[Do this]
Reproduce word for word the stretch of the listing from the line containing "Spot the player's" through the line containing "(1247, 114)", including both of those lines.

[Stored entries]
* * * * * * * * *

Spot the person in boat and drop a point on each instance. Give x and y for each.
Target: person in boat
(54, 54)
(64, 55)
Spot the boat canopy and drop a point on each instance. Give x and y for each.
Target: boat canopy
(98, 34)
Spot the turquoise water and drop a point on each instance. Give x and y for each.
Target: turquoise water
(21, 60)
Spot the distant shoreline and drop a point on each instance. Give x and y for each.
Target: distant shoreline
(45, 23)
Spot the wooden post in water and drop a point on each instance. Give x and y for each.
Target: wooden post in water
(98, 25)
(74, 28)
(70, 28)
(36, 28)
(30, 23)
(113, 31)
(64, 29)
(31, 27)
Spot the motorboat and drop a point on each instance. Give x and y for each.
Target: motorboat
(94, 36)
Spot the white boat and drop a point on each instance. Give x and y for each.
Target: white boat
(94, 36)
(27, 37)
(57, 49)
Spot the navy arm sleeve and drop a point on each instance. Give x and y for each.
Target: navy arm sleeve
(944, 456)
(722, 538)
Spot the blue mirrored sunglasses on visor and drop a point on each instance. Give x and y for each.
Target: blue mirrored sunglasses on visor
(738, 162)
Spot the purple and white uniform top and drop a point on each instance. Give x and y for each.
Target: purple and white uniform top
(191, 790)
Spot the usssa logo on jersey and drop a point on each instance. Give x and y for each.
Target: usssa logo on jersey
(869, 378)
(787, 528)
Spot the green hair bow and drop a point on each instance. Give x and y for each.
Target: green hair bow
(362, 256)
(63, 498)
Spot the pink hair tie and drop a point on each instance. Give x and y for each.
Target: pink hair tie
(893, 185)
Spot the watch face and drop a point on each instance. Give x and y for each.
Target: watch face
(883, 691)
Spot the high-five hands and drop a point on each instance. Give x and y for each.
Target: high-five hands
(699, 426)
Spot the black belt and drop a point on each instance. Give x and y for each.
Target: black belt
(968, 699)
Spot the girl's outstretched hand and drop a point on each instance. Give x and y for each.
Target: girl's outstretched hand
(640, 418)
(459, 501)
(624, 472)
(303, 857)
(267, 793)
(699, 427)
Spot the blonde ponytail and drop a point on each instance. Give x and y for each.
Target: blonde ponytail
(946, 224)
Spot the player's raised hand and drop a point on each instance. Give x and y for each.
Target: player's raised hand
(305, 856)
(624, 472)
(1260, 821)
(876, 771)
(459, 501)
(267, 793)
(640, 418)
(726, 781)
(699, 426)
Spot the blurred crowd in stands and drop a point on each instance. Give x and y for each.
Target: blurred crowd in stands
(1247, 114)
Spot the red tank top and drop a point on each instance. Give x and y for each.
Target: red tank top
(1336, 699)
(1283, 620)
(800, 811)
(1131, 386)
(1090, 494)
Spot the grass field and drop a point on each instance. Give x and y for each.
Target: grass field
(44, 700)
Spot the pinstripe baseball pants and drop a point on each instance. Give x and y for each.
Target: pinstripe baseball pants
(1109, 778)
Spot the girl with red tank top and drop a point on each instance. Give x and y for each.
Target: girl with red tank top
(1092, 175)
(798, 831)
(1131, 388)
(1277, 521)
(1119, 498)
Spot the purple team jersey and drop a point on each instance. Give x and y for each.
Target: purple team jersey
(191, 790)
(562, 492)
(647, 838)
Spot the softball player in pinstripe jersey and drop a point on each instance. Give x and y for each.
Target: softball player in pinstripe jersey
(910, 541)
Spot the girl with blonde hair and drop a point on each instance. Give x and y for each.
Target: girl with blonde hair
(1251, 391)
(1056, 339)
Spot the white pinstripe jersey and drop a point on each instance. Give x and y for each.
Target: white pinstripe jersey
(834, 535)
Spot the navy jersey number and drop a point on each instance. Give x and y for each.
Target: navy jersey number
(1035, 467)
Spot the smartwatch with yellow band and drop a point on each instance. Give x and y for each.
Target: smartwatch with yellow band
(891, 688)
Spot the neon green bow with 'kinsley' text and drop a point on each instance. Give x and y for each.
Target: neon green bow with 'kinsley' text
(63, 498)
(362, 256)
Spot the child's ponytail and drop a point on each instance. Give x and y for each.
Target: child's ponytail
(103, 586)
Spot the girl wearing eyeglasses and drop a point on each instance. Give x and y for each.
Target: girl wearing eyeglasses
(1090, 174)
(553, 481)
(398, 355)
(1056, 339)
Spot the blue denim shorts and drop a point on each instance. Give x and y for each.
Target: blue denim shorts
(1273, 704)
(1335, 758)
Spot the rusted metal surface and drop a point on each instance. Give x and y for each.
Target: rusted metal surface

* * * * * * * * *

[Written response]
Spot the player's raised hand and drop a point on each instance. Give x and y for each.
Target: player's raised hand
(305, 856)
(624, 472)
(1260, 821)
(876, 771)
(459, 501)
(267, 793)
(640, 418)
(726, 781)
(699, 426)
Spot the blurred crowd in stands and drop a point on each instance. Give x and y for each.
Target: blurred crowd in stands
(1247, 114)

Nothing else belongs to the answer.